What is expected:
From the entries below, reproduce exactly the line containing "Where can the tree-covered", the line containing "Where can the green field", and every line in between, with nothing added.
━━━ Data extract
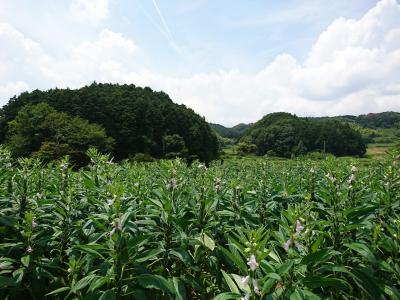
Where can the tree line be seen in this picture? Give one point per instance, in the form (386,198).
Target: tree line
(123,120)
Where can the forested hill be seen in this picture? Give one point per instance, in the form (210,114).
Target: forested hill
(140,120)
(387,119)
(230,132)
(283,134)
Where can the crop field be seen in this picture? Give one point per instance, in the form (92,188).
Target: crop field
(242,229)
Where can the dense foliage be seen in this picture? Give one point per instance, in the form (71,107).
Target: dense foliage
(137,118)
(255,229)
(388,119)
(39,130)
(283,134)
(230,132)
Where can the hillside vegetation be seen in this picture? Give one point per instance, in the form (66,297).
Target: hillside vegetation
(283,134)
(139,120)
(257,229)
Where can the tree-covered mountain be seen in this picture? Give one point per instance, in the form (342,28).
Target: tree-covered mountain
(230,132)
(140,120)
(283,134)
(388,119)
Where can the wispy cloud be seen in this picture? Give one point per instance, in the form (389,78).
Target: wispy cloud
(165,29)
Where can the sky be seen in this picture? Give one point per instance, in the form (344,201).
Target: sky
(230,61)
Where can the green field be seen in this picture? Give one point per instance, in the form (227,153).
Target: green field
(251,228)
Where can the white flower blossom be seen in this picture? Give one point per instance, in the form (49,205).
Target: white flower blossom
(299,227)
(172,185)
(352,179)
(245,281)
(34,224)
(298,245)
(287,245)
(252,263)
(247,297)
(256,288)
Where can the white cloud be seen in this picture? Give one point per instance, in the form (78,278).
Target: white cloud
(353,67)
(12,89)
(89,10)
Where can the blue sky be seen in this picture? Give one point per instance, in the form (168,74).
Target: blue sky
(231,61)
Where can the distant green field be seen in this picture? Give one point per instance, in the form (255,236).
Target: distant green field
(245,228)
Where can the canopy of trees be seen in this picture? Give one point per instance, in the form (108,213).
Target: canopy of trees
(41,131)
(138,119)
(231,133)
(283,134)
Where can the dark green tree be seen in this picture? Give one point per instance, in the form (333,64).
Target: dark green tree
(41,131)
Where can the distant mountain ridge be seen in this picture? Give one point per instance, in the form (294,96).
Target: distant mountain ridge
(230,132)
(388,119)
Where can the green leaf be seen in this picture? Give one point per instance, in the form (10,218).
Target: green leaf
(82,283)
(207,241)
(6,281)
(90,249)
(108,295)
(182,255)
(98,282)
(60,290)
(318,282)
(227,296)
(230,282)
(148,255)
(303,295)
(317,257)
(25,260)
(158,282)
(179,289)
(363,250)
(236,259)
(284,268)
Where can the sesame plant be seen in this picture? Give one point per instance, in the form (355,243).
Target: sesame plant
(245,229)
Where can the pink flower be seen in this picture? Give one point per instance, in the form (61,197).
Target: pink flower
(172,184)
(352,178)
(298,245)
(287,245)
(252,263)
(299,227)
(256,288)
(245,281)
(247,297)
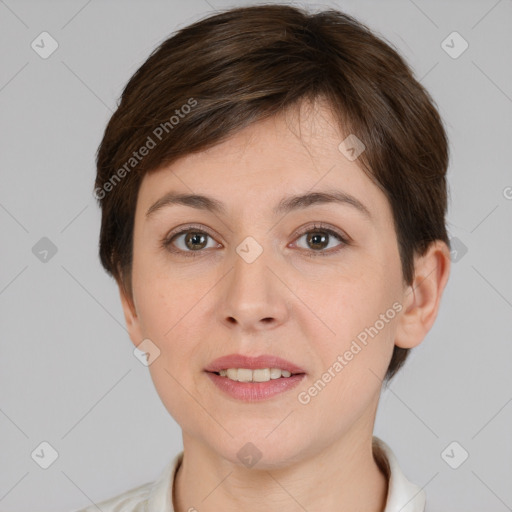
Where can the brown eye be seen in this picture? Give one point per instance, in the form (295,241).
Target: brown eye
(187,242)
(319,238)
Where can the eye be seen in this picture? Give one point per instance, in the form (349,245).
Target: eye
(189,241)
(318,237)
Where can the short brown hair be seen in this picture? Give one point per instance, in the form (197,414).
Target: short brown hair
(222,73)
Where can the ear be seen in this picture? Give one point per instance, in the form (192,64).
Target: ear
(421,300)
(130,314)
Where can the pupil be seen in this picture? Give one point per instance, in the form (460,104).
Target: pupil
(194,236)
(314,238)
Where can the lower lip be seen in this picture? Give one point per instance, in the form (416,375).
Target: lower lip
(255,391)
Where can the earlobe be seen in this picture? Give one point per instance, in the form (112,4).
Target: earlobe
(421,300)
(130,315)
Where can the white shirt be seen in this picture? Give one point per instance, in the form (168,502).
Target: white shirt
(403,496)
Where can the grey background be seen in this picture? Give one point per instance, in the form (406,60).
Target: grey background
(68,375)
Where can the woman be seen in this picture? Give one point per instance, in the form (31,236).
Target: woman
(273,193)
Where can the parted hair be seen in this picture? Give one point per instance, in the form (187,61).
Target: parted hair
(235,67)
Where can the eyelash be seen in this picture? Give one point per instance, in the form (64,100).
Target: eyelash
(166,242)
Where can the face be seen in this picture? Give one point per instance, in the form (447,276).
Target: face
(318,280)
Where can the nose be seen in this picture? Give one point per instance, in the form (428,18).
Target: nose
(254,296)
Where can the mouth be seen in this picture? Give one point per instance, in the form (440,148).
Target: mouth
(262,368)
(256,375)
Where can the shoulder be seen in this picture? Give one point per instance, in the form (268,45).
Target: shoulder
(403,495)
(155,495)
(133,500)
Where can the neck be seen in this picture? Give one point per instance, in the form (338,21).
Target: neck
(345,476)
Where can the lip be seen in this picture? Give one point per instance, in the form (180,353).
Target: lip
(252,363)
(255,391)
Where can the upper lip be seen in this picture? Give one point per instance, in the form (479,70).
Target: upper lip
(252,363)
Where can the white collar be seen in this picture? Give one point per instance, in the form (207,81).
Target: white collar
(403,496)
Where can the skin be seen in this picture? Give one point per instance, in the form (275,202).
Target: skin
(307,310)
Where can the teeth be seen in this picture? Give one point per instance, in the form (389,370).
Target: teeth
(260,375)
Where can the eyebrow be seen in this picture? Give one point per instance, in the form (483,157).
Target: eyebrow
(286,205)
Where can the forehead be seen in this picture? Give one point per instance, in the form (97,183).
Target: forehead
(264,163)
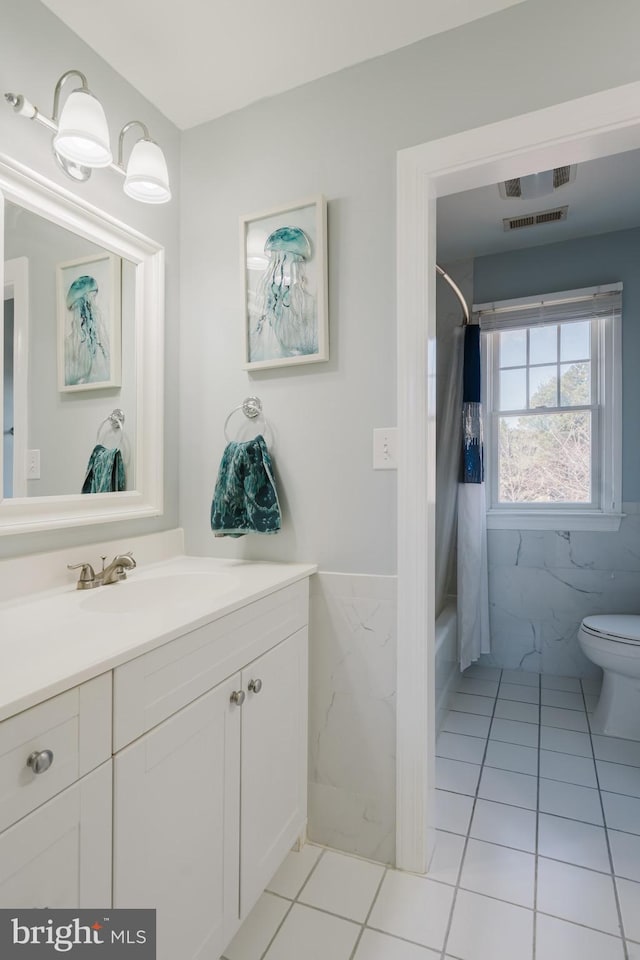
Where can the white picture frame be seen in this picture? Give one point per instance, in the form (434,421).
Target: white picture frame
(89,323)
(285,287)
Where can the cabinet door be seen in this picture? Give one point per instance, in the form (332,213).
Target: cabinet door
(274,763)
(60,855)
(176,803)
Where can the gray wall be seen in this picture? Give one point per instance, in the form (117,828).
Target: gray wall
(35,49)
(542,583)
(605,258)
(339,136)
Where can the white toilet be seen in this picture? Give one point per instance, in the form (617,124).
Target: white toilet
(612,641)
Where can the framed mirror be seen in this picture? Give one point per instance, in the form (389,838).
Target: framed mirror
(82,361)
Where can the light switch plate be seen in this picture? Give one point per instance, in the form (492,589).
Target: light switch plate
(33,464)
(384,448)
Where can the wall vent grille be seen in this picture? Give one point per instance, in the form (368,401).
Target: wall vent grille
(512,189)
(561,175)
(534,219)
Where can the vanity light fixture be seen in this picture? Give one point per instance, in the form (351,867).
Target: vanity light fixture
(147,177)
(81,142)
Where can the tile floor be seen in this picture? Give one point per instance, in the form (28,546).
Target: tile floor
(537,856)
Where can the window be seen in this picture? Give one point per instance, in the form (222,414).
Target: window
(552,374)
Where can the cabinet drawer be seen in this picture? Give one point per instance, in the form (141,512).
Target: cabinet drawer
(75,726)
(156,685)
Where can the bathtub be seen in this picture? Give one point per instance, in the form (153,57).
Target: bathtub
(446,647)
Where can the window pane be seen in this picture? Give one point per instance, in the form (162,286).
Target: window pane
(513,389)
(575,384)
(543,344)
(545,459)
(513,348)
(575,341)
(543,387)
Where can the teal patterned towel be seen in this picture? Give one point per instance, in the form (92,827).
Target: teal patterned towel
(245,498)
(105,471)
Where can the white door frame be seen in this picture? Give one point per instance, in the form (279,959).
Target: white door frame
(598,125)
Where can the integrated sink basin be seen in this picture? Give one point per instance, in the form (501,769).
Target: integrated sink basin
(188,589)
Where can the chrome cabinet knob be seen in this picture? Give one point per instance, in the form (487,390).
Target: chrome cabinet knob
(40,760)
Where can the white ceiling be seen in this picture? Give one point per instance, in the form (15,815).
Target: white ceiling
(199,59)
(604,197)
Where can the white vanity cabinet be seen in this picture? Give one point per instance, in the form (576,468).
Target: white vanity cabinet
(176,825)
(56,814)
(273,772)
(176,779)
(209,795)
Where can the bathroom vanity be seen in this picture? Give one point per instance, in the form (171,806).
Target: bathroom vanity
(153,744)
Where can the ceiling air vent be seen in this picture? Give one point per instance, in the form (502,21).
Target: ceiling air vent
(534,219)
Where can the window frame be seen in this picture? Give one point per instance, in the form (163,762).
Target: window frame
(605,510)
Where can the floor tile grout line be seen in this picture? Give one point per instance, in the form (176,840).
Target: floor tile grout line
(363,925)
(506,846)
(607,840)
(277,930)
(291,904)
(467,837)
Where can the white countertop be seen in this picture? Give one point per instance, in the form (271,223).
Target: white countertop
(54,640)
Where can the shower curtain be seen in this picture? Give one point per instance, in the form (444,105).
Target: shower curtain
(448,445)
(473,588)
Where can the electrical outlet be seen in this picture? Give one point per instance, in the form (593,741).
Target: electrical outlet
(384,448)
(33,464)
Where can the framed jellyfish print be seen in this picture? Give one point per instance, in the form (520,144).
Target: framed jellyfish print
(89,334)
(284,271)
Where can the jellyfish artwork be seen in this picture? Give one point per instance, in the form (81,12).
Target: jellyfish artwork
(86,342)
(285,312)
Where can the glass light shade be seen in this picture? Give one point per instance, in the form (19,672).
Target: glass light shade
(147,175)
(83,134)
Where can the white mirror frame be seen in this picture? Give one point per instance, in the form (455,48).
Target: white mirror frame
(28,189)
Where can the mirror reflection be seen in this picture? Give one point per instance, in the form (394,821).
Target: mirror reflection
(69,362)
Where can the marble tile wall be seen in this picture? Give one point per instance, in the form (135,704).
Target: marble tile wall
(352,714)
(542,584)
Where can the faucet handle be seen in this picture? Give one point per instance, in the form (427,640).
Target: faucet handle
(87,574)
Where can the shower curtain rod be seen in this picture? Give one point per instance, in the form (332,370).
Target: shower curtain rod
(458,293)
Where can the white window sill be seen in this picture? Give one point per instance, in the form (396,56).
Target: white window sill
(514,519)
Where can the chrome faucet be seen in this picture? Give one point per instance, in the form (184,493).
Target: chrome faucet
(116,570)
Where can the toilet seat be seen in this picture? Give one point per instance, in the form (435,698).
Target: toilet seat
(618,628)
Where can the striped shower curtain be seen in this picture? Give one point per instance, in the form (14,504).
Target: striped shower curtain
━━━━━━
Response:
Where can the tree-covered mountain be seen in this picture? Give one point per instance, in the form (342,28).
Target: tree-covered mountain
(230,132)
(140,120)
(283,134)
(388,119)
Where can the wispy cloud be seen in this picture? Give one point per instance, in the form (389,78).
Target: wispy cloud
(165,29)
Where can the sky be seen in this picture? Give one point per instance, in the form (344,201).
Target: sky
(230,61)
Where can the green field be seen in this picture? Give one point per instance, in the form (227,153).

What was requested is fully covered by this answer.